## Extracted text

PaddlePaddle-SSD¶

SSD, short for Single Shot MultiBox Detector, is an object detection algorithm proposed by Wei Liu at ECCV 2016. It has become one of the primary detection frameworks to date. Compared to Faster R-CNN, it offers a significant speed advantage, and compared to YOLO V1, it has a notable mAP advantage. This open-source implementation is based on PaddlePaddle and references the ssd implementation under PaddlePaddle’s models. It includes MobileNetSSD, MobileNetV2SSD, VGGSSD, and ResNetSSD. It uses VOC-formatted datasets and provides pre-trained models and prediction models for VOC data.

Quick Start¶

Store your image dataset in the dataset/images directory and annotation data in the dataset/annotations directory.
Execute the create_data_list.py program to generate the data list.
Download the pre-trained model from the table below and extract it to the pretrained directory.
Modify the parameters in config.py, where the most important parameters are class_num, use_model, and pretrained_model.
- class_num includes the background category, so for 20 VOC classes, this value should be 21.
- use_model specifies the model to use, with options: resnet_ssd, mobilenet_v2_ssd, mobilenet_v1_ssd, vgg_ssd.
- pretrained_model is the path to the pre-trained model.

## Information shown
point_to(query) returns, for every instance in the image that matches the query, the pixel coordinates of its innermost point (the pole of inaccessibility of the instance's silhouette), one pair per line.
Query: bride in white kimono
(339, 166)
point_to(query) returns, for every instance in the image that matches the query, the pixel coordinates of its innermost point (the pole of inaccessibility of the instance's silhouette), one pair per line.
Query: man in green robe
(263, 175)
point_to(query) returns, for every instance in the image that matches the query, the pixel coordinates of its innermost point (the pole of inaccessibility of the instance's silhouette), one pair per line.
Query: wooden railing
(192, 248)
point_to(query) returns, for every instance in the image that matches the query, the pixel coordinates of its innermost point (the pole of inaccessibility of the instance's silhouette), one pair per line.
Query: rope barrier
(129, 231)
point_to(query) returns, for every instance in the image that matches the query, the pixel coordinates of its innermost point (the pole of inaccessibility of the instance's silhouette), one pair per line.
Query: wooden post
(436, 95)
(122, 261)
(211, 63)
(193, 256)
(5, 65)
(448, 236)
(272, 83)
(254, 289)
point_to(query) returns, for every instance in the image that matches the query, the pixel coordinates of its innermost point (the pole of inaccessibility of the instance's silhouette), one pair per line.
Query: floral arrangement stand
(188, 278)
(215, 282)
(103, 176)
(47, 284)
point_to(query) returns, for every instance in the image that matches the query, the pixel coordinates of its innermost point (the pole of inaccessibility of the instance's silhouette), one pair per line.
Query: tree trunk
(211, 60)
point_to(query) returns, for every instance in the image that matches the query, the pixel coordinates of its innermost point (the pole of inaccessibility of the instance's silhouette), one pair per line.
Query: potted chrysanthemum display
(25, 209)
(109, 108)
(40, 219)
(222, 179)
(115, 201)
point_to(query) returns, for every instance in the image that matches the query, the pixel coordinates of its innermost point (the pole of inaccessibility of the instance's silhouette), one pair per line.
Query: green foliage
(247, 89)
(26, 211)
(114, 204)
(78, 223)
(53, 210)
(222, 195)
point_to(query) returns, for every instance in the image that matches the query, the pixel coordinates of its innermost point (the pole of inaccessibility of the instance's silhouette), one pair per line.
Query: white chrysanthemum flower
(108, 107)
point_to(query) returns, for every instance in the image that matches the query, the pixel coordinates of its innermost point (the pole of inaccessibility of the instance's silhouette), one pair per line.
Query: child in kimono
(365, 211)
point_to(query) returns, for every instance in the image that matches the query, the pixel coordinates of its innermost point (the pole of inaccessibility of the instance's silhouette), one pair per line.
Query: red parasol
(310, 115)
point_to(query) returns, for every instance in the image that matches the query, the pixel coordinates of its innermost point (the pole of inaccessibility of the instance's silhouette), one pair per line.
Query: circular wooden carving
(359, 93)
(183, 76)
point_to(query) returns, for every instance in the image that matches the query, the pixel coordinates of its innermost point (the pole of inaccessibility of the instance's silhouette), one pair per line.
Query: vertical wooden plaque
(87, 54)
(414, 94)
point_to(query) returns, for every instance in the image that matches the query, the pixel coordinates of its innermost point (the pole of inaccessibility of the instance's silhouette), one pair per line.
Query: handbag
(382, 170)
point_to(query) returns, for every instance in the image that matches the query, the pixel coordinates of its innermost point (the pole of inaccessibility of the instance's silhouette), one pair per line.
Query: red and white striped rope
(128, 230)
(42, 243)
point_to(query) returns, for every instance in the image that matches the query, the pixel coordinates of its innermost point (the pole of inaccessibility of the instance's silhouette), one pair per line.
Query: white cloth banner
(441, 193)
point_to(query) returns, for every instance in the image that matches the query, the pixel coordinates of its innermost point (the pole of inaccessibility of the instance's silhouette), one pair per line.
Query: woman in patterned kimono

## Stated goal 1
Rewrite the paragraph of the PaddlePaddle-SSD page that begins "SSD, short for Single Shot MultiBox Detector" as a short bulleted list, keeping its main facts.
## Stated goal 2
In the PaddlePaddle-SSD page, take the part starting with "Execute the create_data_list.py" and going on through "use_model, and pretrained_model.", and write it out again with "settings.py" substituted for "config.py".
## Stated goal 3
Pick up the PaddlePaddle-SSD page after its last line and write what comes next.
The items are separate material, not part of the PaddlePaddle-SSD page.

## Task answer 1
- SSD (Single Shot MultiBox Detector) is an object detection algorithm proposed by Wei Liu at ECCV 2016 and is now one of the primary detection frameworks.
- It is significantly faster than Faster R-CNN and has a notable mAP advantage over YOLO V1.
- This open-source implementation is built on PaddlePaddle and references the ssd implementation in PaddlePaddle's models.
- It includes MobileNetSSD, MobileNetV2SSD, VGGSSD, and ResNetSSD.
- It uses VOC-formatted datasets and provides pre-trained and prediction models for VOC data.

## Task answer 2
Execute the create_data_list.py program to generate the data list.
Download the pre-trained model from the table below and extract it to the pretrained directory.
Modify the parameters in settings.py, where the most important parameters are class_num, use_model, and pretrained_model.

## Task answer 3
Run the train.py program to start training. The saved model will be updated after each training epoch, and training can be stopped at any time.
Execute infer.py to predict images. The path to the prediction model is configured in config.py.

Model Download¶

Model Name	Dataset Used	Pre-trained Model	Prediction Model
VOC Pre-trained Model for VGG_SSD	pascalvoc	Download	Download
VOC Pre-trained Model for ResNet_SSD	pascalvoc	Download	Download
VOC Pre-trained Model for MobileNet_V1_SSD	pascalvoc	Download	Download
VOC Pre-trained Model for MobileNet_V2_SSD	pascalvoc	Download	Download

SSD Model Introduction¶

SSD, or Single Shot MultiBox Detector, is a one-stage object detection algorithm proposed in 2016. Compared to two-stage detectors like Faster R-CNN, it achieves detection in a single pass, resulting in relatively faster speed.

SSD has the following characteristics:
1. Discretizes the output space of bounding boxes into a series of default boxes with different aspect ratios, allowing box adjustments to better match object shapes.
2. Combines predictions from multiple feature maps with different resolutions to handle objects of varying sizes.
3. Has a simple model structure: SSD places all computations in one network, generally divided into two parts: an image feature extraction network and a classification/detection network.

The following is the SSD architecture diagram. In the original paper, the backbone network is VGG16, followed by 6 convolutional layers to extract 6 feature maps of different scales, enabling detection of objects of various sizes by predicting bounding boxes of different sizes. The backbone network can be replaced with other convolutional networks, leading to SSD variants like MobileNetV2 SSD and ResNet50 SSD. These 6 feature maps are input into the classification/detection network, which predicts on each map sequentially using PaddlePaddle’s fluid.layers.multi_box_head() interface.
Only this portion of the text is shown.